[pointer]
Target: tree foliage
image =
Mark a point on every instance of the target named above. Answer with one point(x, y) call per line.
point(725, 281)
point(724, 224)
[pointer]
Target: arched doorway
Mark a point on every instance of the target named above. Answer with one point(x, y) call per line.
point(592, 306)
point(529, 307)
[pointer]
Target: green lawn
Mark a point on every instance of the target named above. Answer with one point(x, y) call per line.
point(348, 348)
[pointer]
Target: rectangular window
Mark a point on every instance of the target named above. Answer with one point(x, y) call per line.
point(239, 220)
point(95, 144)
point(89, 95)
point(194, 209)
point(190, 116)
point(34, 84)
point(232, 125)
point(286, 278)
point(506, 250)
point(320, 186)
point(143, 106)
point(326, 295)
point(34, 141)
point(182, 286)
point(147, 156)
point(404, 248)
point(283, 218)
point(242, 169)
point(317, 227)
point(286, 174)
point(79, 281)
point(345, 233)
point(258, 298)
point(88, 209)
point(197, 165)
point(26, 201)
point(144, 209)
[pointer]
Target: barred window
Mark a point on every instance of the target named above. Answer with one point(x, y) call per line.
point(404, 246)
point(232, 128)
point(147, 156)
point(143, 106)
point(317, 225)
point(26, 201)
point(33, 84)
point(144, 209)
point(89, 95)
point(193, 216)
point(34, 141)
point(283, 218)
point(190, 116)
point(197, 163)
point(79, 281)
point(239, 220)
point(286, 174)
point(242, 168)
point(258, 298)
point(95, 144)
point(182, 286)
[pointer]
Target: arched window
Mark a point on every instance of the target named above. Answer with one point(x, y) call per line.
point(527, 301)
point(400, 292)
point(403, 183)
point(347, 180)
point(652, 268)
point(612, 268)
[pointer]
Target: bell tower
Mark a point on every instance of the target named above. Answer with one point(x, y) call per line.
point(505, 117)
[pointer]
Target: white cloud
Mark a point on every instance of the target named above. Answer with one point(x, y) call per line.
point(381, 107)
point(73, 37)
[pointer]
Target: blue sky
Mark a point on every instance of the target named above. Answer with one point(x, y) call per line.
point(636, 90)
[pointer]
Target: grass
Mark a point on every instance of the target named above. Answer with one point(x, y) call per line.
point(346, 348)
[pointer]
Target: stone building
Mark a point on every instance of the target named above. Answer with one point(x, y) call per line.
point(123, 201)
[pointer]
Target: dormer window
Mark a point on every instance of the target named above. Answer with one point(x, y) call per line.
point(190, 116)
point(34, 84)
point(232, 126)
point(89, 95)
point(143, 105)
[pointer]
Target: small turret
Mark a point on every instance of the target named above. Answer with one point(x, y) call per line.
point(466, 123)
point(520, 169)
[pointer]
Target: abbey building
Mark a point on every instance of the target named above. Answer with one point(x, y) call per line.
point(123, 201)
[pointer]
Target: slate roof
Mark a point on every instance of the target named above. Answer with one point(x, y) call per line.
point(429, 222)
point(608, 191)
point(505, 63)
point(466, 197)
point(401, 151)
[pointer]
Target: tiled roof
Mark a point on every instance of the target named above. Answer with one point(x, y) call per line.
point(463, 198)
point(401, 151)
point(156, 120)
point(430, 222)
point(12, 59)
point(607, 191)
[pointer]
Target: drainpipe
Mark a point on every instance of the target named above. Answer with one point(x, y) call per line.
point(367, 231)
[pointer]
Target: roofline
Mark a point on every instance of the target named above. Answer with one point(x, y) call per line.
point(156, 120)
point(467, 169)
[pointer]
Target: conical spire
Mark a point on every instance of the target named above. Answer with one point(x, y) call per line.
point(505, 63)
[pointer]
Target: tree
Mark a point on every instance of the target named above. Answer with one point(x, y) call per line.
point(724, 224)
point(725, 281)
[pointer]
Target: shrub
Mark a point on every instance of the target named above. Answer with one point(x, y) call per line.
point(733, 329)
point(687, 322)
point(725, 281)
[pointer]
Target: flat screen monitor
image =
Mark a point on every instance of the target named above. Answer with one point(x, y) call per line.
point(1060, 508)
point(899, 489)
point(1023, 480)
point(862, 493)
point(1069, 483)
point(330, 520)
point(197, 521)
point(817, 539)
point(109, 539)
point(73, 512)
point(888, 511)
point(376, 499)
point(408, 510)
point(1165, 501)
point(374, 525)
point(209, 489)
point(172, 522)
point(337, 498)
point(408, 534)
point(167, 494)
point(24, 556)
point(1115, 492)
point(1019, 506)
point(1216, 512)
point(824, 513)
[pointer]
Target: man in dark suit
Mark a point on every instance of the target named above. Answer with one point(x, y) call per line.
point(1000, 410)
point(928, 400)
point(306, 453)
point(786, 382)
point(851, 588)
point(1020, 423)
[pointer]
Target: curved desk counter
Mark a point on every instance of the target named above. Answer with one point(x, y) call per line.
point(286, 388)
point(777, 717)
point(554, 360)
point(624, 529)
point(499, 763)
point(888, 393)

== Problem requirements ==
Copy out every one of the entries above word for word, with no changes.

== The reply ==
[pointer]
Target: tree foliage
image =
Mark a point on every instance of the target named above. Answer with one point(x, y) call per line.
point(725, 281)
point(724, 224)
[pointer]
Target: arched doorway
Mark a point on every instance of the target named above. Answer with one point(x, y) call per line.
point(592, 306)
point(529, 307)
[pointer]
Target: green lawn
Mark a point on every instance of the target named above. Answer with one point(x, y) call per line.
point(348, 348)
[pointer]
Target: rectangular window
Mark a point on every instance of the target named above. Answer with one point(x, y) call per line.
point(239, 220)
point(95, 144)
point(89, 95)
point(194, 209)
point(190, 116)
point(34, 84)
point(232, 125)
point(286, 278)
point(506, 250)
point(320, 186)
point(143, 106)
point(326, 295)
point(34, 141)
point(182, 286)
point(147, 156)
point(404, 248)
point(283, 218)
point(242, 169)
point(317, 227)
point(286, 174)
point(79, 281)
point(345, 233)
point(258, 298)
point(88, 209)
point(197, 165)
point(26, 201)
point(144, 209)
[pointer]
Target: barred window
Mark a point on every instance of the target named above. Answer with one point(x, y) call per line.
point(404, 246)
point(232, 128)
point(147, 156)
point(143, 106)
point(317, 225)
point(26, 201)
point(33, 84)
point(144, 209)
point(89, 95)
point(193, 216)
point(34, 141)
point(283, 218)
point(190, 116)
point(197, 163)
point(79, 281)
point(239, 220)
point(286, 174)
point(242, 168)
point(258, 298)
point(95, 144)
point(182, 286)
[pointer]
Target: arched window
Mark a point on every instance of the target named above. Answer with one point(x, y) call per line.
point(527, 301)
point(400, 292)
point(403, 183)
point(347, 180)
point(652, 268)
point(612, 268)
[pointer]
Target: bell tower
Mark a point on every instance of the target named above. Answer with one point(x, y) call per line.
point(505, 117)
[pointer]
Target: white cloud
Mark a point on every instance of the target named above. Answer with one point(x, y) call per line.
point(381, 107)
point(73, 37)
[pointer]
Target: blue sky
Mark a point on every instance of the target named above. Answer with one point(x, y) call per line.
point(636, 90)
[pointer]
Target: grass
Mark a point on every instance of the target named above. Answer with one point(x, y) call per line.
point(346, 348)
[pointer]
Target: stone building
Mark a point on every instance of the target named above. Answer with one point(x, y) call per line.
point(123, 201)
[pointer]
Target: dormer window
Mark a point on every instance of the target named above. Answer with one point(x, y) call per line.
point(190, 116)
point(34, 84)
point(232, 126)
point(89, 95)
point(143, 105)
[pointer]
Target: small turret
Mark a point on every instance of the target named above. Answer with one point(x, y) call per line.
point(466, 123)
point(520, 169)
[pointer]
Target: abbey building
Mark a point on every instance of the target named above. Answer with one point(x, y) call per line.
point(123, 201)
[pointer]
Target: slate roof
Mark a point on every instance of the target named above. Answer with one point(x, y) call per line.
point(429, 222)
point(608, 191)
point(505, 63)
point(466, 197)
point(401, 151)
[pointer]
Target: tiled roof
Mark a point on every instance of the target named above. Answer with one point(x, y) call per line.
point(463, 198)
point(401, 151)
point(156, 120)
point(430, 222)
point(12, 59)
point(607, 191)
[pointer]
Target: drainpipe
Mark a point on every instance of the target named above. Answer with one point(x, y) call per line.
point(367, 231)
[pointer]
Target: roofline
Mark a point on every instance of the target named above. Answer with one point(x, y) call per line.
point(156, 120)
point(467, 169)
[pointer]
Target: conical spire
Mark a point on every instance of the target named above. Answer with one point(x, y) call per line.
point(505, 63)
[pointer]
Target: tree
Mark a point on every instance of the target named above. Answer with one point(x, y) call per line.
point(724, 224)
point(725, 281)
[pointer]
Target: shrub
Mark a point on every instance of the target named above. Answer with one point(x, y) call per line.
point(733, 329)
point(687, 322)
point(725, 281)
[pointer]
Target: flat screen monitor
image =
Mark a point on every instance of the target named above. Answer with one point(x, y) call per line.
point(1060, 508)
point(899, 489)
point(1023, 480)
point(862, 493)
point(1069, 483)
point(330, 520)
point(197, 521)
point(817, 539)
point(109, 539)
point(73, 512)
point(888, 511)
point(376, 499)
point(408, 510)
point(1165, 501)
point(374, 525)
point(209, 489)
point(172, 522)
point(337, 498)
point(408, 534)
point(167, 494)
point(24, 556)
point(1115, 492)
point(1019, 506)
point(1216, 512)
point(824, 513)
[pointer]
Target: man in dark suit
Mark a point on every instance of the target named above. Answer with one point(x, y) call per line.
point(1000, 410)
point(928, 400)
point(306, 453)
point(786, 382)
point(851, 588)
point(1020, 423)
[pointer]
Target: curved desk counter
Mark a point on every instance of the target named above. Answer with one point(x, y) call per line.
point(286, 388)
point(777, 717)
point(554, 360)
point(624, 529)
point(499, 763)
point(888, 393)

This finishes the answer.